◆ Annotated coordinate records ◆
★ ★ ★ ★ ★ ★ ★
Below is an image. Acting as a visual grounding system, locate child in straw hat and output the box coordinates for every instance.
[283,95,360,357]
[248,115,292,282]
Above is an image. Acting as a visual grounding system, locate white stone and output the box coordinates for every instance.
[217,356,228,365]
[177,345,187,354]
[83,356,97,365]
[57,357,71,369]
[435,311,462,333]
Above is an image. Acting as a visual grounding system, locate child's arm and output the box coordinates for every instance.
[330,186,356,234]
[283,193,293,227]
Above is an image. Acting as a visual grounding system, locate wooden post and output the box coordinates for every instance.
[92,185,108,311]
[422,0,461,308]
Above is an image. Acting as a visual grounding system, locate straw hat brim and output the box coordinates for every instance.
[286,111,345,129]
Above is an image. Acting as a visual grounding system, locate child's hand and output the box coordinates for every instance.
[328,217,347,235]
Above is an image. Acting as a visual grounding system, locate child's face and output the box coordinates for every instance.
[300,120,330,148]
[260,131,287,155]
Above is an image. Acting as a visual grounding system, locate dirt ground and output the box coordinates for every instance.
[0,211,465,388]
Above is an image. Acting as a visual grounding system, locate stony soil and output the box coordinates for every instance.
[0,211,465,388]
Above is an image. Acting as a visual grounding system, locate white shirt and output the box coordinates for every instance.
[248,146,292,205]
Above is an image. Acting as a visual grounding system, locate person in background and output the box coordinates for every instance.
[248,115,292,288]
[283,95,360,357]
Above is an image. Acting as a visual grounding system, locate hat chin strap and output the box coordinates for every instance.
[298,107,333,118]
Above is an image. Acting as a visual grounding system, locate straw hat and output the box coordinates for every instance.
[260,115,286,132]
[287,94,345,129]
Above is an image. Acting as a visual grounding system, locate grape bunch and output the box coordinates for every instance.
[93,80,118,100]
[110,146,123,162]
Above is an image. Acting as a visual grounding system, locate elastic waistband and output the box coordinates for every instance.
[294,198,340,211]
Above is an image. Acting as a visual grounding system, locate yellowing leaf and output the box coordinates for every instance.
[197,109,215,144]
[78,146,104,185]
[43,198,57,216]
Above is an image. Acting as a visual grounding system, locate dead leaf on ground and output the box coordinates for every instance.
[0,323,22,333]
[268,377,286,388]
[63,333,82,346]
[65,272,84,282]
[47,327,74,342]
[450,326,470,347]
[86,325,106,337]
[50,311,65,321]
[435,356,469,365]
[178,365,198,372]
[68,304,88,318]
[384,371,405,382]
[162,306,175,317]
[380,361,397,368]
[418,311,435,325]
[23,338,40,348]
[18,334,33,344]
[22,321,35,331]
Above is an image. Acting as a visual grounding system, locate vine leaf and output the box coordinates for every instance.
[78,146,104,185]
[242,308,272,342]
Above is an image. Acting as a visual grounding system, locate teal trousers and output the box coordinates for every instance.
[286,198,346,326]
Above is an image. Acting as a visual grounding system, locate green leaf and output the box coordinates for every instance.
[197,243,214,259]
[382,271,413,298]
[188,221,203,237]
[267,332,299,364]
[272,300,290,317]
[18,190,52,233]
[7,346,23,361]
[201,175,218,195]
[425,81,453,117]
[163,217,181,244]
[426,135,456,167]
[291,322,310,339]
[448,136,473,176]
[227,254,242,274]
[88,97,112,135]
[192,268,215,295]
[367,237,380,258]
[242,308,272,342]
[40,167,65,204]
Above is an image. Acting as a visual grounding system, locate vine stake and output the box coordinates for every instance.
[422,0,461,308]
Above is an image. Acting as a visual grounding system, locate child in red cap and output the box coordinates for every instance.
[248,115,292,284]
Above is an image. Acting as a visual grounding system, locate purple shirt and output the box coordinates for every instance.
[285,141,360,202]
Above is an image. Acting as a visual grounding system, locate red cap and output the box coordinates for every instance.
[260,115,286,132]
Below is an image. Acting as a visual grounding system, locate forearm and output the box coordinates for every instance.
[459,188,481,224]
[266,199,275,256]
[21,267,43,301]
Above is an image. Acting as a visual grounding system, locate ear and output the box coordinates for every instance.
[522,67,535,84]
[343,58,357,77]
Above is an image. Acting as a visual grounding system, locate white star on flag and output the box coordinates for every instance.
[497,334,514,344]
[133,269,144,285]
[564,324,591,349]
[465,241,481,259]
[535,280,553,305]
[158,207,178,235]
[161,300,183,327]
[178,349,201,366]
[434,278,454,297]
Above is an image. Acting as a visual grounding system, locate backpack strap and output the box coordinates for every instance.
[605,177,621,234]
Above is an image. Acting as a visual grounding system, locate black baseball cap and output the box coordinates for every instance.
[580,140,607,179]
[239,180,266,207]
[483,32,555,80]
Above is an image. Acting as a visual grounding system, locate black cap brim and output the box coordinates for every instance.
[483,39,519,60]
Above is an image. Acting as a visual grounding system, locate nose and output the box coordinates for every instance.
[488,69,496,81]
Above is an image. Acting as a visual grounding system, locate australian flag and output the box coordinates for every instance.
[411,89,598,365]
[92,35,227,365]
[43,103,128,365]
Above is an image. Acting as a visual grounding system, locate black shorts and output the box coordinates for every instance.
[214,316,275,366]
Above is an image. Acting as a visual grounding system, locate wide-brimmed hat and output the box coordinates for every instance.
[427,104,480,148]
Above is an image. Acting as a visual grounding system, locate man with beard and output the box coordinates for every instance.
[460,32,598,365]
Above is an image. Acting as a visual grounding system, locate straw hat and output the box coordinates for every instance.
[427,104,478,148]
★ ★ ★ ★ ★ ★ ★
◆ Direction ◆
Please rewrite all the records above, substituting "object detection tool" for every occurrence of "visual grounding system" and leaving everything else unchanged.

◆ Reply ◆
Below is an image. Acting as a object detection tool, locate child in straw hat and output the box coordinates for every instance.
[283,95,360,357]
[248,115,292,282]
Above is an image. Acting as a object detection tool, locate white stone and output the box coordinates for every instance.
[217,356,228,365]
[177,345,187,354]
[83,356,97,365]
[57,357,71,369]
[435,311,462,333]
Above is an image. Acting as a object detection tool, locate child's arm and output the box coordinates for every instance.
[330,186,356,234]
[283,193,293,227]
Above is an image. Acting as a object detection tool, locate wooden post and output the box coordinates for every instance.
[92,185,108,311]
[422,0,461,308]
Above is an image. Acting as a object detection tool, locate straw hat brim and output the box coordinates for every instance.
[286,111,345,129]
Above is an image. Acting as a object detection tool, locate child's hand and output the box coordinates for every instance.
[328,217,347,235]
Above is an image. Acting as a object detection tool, locate child's face and output the box coordinates for every instance.
[300,120,330,148]
[260,131,287,155]
Above is an image. Acting as a object detection tool, locate dirt ground and output the box coordinates for every instance.
[0,211,465,388]
Above is an image. Acting as a object detection tool, locate stony soil and output the box coordinates for every instance.
[0,211,465,388]
Above is an image. Acting as a object detection tool, locate white shirt and output the box coordinates for every instance.
[248,146,292,205]
Above is an image. Acting as a object detection tool, locate person in background and output the box coordinates for every instance.
[248,115,292,288]
[283,95,360,357]
Above is an image. Acting as a object detection tool, locate hat chin strap and output the box coordinates for every instance.
[298,107,333,118]
Above is an image. Acting as a object detection tool, locate straw hat and output the box coordinates for every instance.
[260,115,286,132]
[287,94,345,129]
Above is an image. Acting as a object detection tool, locate grape bunch and output the box coordinates for every instance.
[93,80,118,100]
[110,146,123,162]
Above is an image. Acting as a object detection tool, locate elastic waistband and output the box coordinates for every instance.
[294,198,340,211]
Above is an image. Acting as a object detection tool, locate yellowing leaf and output the box coordinates for every instance.
[197,109,215,144]
[78,146,104,185]
[43,198,57,216]
Above is an image. Acting as a object detection tool, locate dead leaf on ground and output the box coordinates for every instance.
[0,323,22,333]
[268,377,286,388]
[63,333,82,346]
[65,272,84,282]
[47,327,74,342]
[450,326,470,347]
[86,325,106,337]
[50,311,65,321]
[435,356,469,365]
[178,365,198,372]
[68,304,88,318]
[384,371,405,382]
[162,306,175,317]
[380,361,397,368]
[418,311,435,325]
[23,338,40,348]
[18,334,33,344]
[22,321,35,331]
Above is an image. Acting as a object detection tool, locate vine leaf and output the box coordinates for every instance.
[78,146,104,185]
[242,308,272,342]
Above is an image. Acting as a object detection tool, locate teal trousers and output the box coordinates for every instance.
[286,198,346,326]
Above is an image. Acting as a object detection tool, locate green leaf and output the box coordinates for every instance.
[197,243,214,259]
[382,271,413,298]
[188,221,203,237]
[267,332,299,364]
[272,300,290,317]
[18,190,52,233]
[7,346,23,361]
[201,175,218,195]
[425,81,453,117]
[163,217,181,244]
[426,135,456,167]
[291,322,310,339]
[448,136,473,176]
[227,254,242,274]
[88,97,112,135]
[192,268,215,295]
[367,237,380,258]
[242,308,272,342]
[40,167,65,204]
Above is an image. Acting as a object detection tool, locate vine stake and output the box coordinates for every instance.
[422,0,461,308]
Above is an image. Acting as a object detection tool, locate child in red cap and output the box coordinates for every instance.
[248,115,292,284]
Above is an image. Acting as a object detection tool, locate purple shirt and output the box coordinates for every instance.
[285,141,360,202]
Above is an image. Acting as a object detection tool, locate red cap and output the box coordinates for every instance.
[260,115,286,132]
Below is an image. Acting as a object detection tool, locate forearm and output the box coordinates for every instance.
[459,188,481,224]
[266,199,275,256]
[21,267,43,301]
Above is an image. Acting as a object detection tool, locate ear and output the box coordinates for every instance.
[522,67,535,84]
[343,58,357,77]
Above is an image. Acting as a object detection tool, locate white star on flag and output the box coordinates for every instance.
[497,334,514,344]
[133,269,144,285]
[564,324,591,349]
[465,241,481,259]
[535,280,553,305]
[158,207,178,235]
[161,300,183,327]
[178,349,201,366]
[434,278,454,297]
Above is an image. Acting as a object detection tool, locate backpack strap and output the box coordinates for every instance.
[605,177,621,234]
Above is an image. Acting as a object detection tool, locate black baseball cap and output the box coordinates for every instance.
[580,140,607,179]
[239,180,266,207]
[483,32,555,80]
Above is an image. Acting as a object detection tool, locate black cap brim and output the box coordinates for every instance.
[483,39,519,60]
Above is an image. Acting as a object detection tool, locate nose and output the box coordinates for every instance.
[488,69,496,81]
Above is an image. Acting as a object detection tool, locate australian flag and output the box coordinates for every instance.
[411,89,598,365]
[92,35,227,365]
[43,103,128,365]
Above is an image. Acting as a object detection tool, locate black shorts and output the box coordinates for every instance.
[214,316,275,366]
Above is an image. Acting as a object detection tool, locate wide-brimmed hat and output the box coordinates for every instance.
[427,104,480,148]
Above is an image. Acting as a object detection tool, locate man with beard and output the box coordinates for every instance.
[460,32,598,365]
Above is an image. Acting as a object detection tool, locate straw hat and output the box coordinates for every instance.
[427,104,478,148]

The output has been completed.